_WHAT IS BEING ASKED_.
Pick out every line in the data below that contains the word "blue", and copy each of those lines in full.

○ ○ ○

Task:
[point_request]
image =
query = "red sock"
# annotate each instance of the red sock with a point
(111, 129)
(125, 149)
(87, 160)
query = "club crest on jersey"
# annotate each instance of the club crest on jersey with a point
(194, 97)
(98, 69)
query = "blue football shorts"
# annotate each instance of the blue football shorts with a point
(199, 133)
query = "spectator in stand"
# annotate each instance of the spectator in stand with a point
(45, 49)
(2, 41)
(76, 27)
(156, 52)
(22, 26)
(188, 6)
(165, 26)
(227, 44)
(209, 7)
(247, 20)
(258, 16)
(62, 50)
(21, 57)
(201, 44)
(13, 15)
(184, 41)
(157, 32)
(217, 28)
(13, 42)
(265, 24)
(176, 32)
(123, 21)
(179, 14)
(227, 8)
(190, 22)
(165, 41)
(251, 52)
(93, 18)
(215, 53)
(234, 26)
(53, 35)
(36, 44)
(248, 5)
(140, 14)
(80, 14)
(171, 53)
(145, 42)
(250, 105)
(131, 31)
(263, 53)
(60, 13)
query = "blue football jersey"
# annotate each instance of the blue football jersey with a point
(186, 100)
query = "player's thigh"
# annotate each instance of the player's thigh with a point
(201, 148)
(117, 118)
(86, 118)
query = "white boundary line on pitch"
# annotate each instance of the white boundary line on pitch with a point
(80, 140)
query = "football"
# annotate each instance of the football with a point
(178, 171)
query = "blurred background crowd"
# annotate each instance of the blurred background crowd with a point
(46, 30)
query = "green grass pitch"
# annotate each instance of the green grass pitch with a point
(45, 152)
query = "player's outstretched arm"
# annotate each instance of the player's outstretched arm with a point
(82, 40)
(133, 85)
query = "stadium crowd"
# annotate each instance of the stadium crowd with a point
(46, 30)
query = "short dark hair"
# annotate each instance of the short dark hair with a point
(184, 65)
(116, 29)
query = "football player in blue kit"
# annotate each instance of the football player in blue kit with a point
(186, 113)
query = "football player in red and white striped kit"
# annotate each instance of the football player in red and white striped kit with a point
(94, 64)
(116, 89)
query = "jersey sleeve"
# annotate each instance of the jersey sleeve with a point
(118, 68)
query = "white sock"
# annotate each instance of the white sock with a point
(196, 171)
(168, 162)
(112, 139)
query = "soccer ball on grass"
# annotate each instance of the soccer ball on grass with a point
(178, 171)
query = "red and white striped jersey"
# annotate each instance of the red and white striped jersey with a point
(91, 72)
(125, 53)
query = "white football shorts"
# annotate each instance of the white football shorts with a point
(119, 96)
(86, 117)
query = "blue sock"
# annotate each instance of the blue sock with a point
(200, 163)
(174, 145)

○ ○ ○

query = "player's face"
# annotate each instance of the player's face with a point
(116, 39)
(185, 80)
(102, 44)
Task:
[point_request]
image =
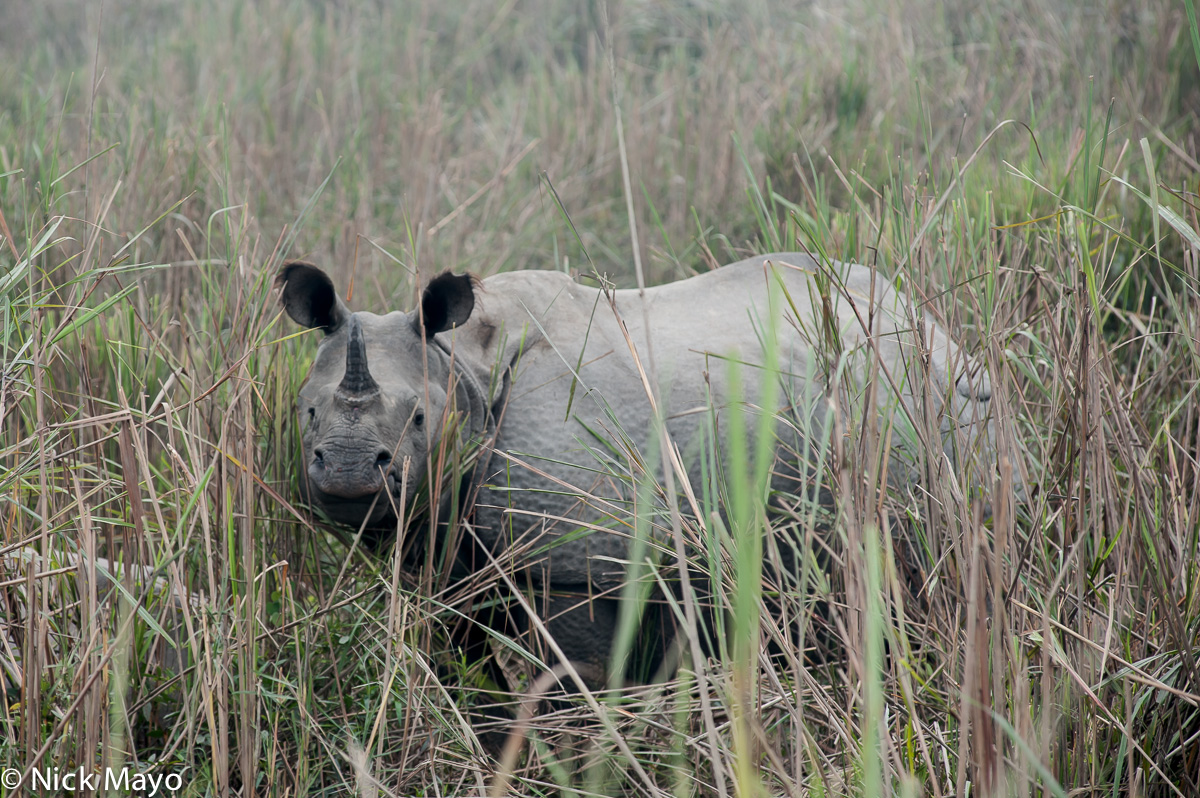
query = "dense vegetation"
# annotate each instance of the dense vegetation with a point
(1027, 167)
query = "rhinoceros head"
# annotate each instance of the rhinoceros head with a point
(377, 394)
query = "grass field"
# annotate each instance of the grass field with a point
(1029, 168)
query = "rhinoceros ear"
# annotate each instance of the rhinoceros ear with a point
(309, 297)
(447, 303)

○ ○ ○

_RESPONSE BELOW_.
query = "blue football shorts"
# annotate each instance of the blue football shorts with a point
query = "blue football jersey"
# annotate each instance of the blue football jersey with a point
query = "football player in blue kit"
# annotate each instance of the football player in blue kit with a point
query = "blue sock"
# annotate each instance of the blue sock with a point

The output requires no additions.